## Text segment
******

Search Catalogue Documentation
The present document presents information on creation and maintenance of
MS SiteServer Search Catalogues. We expect the readers of this document to be
generally familiar with the features provided by SiteServer Search, how to
create new catalogue instances from Microsoft Wizards, and other basic
functionality. Information provided here is supplementary to Microsoft
documentation. It focuses on important aspects of Search we feel would
benefit from extra focus.
In this document we cover:
Dublin Core metadata is in the form DC.Name, DC is followed by a dot and then
by the name of the tag. Search does not support dots. In fact it does not
support most punctuation characters. To overcome this difficulty the following
steps need to be carried out.
NOTE: If the catalogue definition already contains meta tags with "invalid"
characters then the following procedure must be carried out before new tags can
be entered, or old tags modified. The Catalog Schema interface will not allow
any operations to be performed on it when "invalid" characters are found in meta
tags. Hence, before new tags can be entered the old tags must be deleted.
- Find a file called Schema.txt in directory
C:\Microsoft Site Server\Data\Search\Projects\xxxx\Build\, replacing xxxx with
the name of the catalogue (e.g. ExploitCatalogue) (Note: we assume that a
Custom Schema is used for the creation of the catalog).
- Find the blocks of code containing the tags with "invalid" characters and
cut them out of the file. Save and exit the editor.
To enter new tags follow these steps:
- In SS3.0 MMC open the search branch and find the
search catalogue that you wish to modify. In the Catalogue Build Server branch
open the Schema and Add to the catalog the desired tag, replacing fullstops by
an underscore or some other neutral and acceptable character. Select HTML Meta
for Property Set. For Property ID give a unique name e.g. DC$, where $ is a
number. Set both Retrieve and Index radio buttons to Yes.
- Repeat Step 1 for each Dublin Core tag. Save this as
a Custom Schema. When done, close the MMC.

******

## Stored records
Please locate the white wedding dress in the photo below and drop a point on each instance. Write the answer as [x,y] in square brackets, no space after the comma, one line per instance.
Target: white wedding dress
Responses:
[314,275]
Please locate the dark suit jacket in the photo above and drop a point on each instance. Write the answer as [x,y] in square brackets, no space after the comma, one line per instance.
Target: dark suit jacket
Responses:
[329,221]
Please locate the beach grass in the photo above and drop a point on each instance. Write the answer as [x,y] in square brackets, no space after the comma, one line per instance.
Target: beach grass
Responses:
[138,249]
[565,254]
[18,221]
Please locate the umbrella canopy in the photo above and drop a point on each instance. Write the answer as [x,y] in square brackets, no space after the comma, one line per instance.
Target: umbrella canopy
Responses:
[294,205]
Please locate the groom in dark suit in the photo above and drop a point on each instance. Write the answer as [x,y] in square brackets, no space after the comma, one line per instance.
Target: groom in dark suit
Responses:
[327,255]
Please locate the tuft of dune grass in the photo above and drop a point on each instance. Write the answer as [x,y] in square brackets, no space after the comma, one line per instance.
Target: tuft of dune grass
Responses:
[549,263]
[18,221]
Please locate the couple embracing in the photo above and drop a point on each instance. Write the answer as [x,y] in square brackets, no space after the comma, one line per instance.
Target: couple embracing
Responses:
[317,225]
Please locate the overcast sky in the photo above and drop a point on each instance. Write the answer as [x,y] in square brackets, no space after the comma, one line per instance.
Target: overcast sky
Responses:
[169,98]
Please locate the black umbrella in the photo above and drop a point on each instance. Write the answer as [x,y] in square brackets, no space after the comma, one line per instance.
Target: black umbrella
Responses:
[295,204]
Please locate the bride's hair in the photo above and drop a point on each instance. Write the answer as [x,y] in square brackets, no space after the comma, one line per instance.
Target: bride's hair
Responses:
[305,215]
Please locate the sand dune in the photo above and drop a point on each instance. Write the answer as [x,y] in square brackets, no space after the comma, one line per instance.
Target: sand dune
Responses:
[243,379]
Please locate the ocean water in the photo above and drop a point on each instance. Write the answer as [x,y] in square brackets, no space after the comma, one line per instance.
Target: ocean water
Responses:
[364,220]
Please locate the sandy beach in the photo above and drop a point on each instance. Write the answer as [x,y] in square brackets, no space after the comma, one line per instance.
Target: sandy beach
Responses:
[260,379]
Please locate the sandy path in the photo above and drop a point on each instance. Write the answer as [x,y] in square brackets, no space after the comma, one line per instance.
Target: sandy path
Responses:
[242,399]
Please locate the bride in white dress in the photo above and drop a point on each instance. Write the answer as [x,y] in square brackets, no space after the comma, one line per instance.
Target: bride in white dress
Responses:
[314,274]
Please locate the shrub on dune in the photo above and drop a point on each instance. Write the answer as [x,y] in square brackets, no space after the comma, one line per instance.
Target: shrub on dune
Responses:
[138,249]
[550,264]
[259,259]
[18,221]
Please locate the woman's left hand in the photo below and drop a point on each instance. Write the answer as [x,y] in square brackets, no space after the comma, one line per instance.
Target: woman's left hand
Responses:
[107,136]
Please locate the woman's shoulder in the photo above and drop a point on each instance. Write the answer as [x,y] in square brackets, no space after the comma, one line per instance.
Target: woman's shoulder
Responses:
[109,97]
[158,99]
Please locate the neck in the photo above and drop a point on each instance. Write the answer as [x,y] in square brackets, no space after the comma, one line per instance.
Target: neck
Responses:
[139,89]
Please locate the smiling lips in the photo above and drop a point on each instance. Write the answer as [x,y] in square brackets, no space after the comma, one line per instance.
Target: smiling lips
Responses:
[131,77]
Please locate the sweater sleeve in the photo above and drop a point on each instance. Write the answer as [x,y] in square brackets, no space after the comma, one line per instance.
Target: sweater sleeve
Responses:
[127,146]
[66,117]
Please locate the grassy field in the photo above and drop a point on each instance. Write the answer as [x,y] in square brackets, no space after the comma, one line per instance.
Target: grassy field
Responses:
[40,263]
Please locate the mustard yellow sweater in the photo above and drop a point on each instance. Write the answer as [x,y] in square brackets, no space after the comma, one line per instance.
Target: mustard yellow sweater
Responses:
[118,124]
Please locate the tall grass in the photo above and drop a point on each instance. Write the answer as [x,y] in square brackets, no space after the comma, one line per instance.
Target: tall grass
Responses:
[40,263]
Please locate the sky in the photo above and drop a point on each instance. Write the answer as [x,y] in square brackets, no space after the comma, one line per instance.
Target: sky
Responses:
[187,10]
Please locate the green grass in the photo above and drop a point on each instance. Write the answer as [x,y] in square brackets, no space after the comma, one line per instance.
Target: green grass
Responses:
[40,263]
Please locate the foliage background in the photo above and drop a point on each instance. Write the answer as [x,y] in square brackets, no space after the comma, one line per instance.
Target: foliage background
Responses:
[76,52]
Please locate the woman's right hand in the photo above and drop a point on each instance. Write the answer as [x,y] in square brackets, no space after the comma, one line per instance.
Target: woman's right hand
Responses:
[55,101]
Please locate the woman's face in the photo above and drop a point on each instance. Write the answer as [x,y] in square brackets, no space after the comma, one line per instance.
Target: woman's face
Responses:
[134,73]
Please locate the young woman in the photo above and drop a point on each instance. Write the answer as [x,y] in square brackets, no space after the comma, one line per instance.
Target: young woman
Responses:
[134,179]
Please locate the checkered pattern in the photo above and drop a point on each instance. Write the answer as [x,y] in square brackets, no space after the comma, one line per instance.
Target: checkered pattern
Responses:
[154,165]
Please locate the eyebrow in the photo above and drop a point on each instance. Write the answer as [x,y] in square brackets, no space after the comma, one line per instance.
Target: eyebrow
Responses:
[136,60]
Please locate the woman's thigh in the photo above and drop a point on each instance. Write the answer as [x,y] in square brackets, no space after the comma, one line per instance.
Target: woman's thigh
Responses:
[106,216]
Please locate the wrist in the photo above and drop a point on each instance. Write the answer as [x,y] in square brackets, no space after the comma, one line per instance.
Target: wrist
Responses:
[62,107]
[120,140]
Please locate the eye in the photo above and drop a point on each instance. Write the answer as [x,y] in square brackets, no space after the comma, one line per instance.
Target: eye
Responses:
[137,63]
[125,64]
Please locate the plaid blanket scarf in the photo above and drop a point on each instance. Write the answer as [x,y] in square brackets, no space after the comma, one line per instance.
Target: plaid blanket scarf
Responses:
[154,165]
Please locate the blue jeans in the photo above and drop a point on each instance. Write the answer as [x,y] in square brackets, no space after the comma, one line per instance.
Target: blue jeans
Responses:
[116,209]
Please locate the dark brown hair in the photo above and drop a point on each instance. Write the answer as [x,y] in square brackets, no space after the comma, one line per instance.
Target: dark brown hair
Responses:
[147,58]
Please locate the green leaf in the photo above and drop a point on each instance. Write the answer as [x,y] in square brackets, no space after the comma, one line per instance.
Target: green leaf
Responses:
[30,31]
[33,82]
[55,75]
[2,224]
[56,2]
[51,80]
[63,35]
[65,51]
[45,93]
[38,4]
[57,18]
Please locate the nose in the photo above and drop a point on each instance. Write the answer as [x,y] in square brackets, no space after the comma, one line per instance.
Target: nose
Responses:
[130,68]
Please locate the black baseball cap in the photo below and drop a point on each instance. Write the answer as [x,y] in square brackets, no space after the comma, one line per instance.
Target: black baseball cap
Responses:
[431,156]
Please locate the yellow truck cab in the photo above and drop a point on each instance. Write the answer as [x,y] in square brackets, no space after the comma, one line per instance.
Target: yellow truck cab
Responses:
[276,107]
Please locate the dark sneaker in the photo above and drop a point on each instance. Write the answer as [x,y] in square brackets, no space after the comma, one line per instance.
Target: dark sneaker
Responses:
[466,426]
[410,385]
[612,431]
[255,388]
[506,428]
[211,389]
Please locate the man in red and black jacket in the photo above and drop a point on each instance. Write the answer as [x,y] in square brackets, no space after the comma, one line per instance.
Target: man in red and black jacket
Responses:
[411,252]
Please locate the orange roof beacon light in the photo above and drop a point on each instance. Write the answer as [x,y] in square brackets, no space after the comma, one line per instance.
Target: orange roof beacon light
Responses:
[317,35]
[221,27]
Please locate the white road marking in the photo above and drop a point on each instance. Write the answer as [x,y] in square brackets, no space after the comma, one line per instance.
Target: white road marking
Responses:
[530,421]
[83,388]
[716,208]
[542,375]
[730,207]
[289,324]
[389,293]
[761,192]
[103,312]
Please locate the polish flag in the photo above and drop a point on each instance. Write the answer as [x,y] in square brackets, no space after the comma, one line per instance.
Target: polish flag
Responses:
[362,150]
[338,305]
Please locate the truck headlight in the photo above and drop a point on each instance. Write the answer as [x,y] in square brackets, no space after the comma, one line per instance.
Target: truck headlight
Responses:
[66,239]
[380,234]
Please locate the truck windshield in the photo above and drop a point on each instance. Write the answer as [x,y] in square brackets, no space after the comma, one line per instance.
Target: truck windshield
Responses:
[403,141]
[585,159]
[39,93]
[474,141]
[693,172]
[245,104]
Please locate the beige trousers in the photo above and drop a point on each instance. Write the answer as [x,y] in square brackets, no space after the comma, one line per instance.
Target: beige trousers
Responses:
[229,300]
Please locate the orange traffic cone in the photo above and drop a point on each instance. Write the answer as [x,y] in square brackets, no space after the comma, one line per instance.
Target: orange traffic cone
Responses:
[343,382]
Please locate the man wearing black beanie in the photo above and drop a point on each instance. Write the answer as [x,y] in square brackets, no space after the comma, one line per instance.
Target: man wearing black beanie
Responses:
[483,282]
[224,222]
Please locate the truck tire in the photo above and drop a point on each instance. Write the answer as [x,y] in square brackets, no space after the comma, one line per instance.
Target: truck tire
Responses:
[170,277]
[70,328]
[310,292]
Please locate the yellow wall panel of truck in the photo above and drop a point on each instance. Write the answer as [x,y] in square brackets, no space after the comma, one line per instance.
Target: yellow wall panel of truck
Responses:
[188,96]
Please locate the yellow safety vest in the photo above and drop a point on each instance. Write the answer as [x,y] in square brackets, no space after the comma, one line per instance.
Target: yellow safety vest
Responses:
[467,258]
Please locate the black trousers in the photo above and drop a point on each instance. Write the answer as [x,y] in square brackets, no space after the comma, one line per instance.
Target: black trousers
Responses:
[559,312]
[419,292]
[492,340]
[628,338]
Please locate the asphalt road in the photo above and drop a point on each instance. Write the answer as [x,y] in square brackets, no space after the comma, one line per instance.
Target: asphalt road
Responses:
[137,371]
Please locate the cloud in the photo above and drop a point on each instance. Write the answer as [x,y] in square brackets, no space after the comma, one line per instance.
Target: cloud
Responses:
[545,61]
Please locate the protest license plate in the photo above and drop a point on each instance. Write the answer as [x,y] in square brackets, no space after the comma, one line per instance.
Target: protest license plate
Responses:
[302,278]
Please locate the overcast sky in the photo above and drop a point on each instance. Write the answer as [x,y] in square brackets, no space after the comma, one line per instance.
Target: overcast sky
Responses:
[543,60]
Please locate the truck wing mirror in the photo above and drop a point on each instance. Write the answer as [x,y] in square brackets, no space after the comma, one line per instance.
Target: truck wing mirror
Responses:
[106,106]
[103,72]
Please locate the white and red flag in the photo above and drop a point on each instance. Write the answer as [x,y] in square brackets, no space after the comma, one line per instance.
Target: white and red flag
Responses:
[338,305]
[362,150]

******

## Required actions
a) Write out everything in the search catalogue documentation from "- Find a file" down to "exit the editor.".
b) Write what comes next in the search catalogue documentation, starting right after its last sentence.
The records have nothing to do with the search catalogue documentation.

## Expected responses
a)
- Find a file called Schema.txt in directory
C:\Microsoft Site Server\Data\Search\Projects\xxxx\Build\, replacing xxxx with
the name of the catalogue (e.g. ExploitCatalogue) (Note: we assume that a
Custom Schema is used for the creation of the catalog).
- Find the blocks of code containing the tags with "invalid" characters and
cut them out of the file. Save and exit the editor.

b)
- Find a file called Schema.txt in directory
C:\Microsoft Site Server\Data\Search\Projects\xxxx\Build\schema.txt where xxxx
stands for the name of the catalogue. Open this file in a text editor. Find
the lines with your tags that you have just entered and replace the neutral
character by a full stop in each of the DC tags. Now save the schema file and
exit.
- Rebuild the catalog. To search for tag content in the catalog you must type:
@"META_DC.Creator" Jake Brown . You will need to modify the search
scripts to accept the extra form argument.
Categorisation of documents is used to restrict the scope of the searched
files. In practice this means tagging files with metadata. A different kind of
configuration to the above is needed to facilitate Category based searching:
- Open DEFINECOLUMNS.TXT file in c:\Microsoft Site
Server\Data\Search\Config directory.
- Modify it to contain the following line for each meta tag you want in
the catalog:
myTag (DBTYPE_WSTR | DBTYPE_BYREF) =
d1b5d3f0-c0b3-11cf-9a92-00a0c908dbf1 "myTag"
(NOTE:
replace myTag with the name of the tag in two
places. Only the second entry ought to be in quotes)
- Modify Schema.txt file in the same directory to have
the following block of code for each meta tag you want to catalog:
<COLUMN
name=myTag
description="Some Descriptive Text"
type="VT_LPWSTR"
propid="d1b5d3f0-c0b3-11cf-9a92-00a0c908dbf1/myTag"
index="yes"
retrieve="yes"
</COLUMN>
NOTE:
replace myTag with the appropriate string in
two places. Add some descriptive comment at the "description" variable.
We have used the Master Schema to facilitate Category Search.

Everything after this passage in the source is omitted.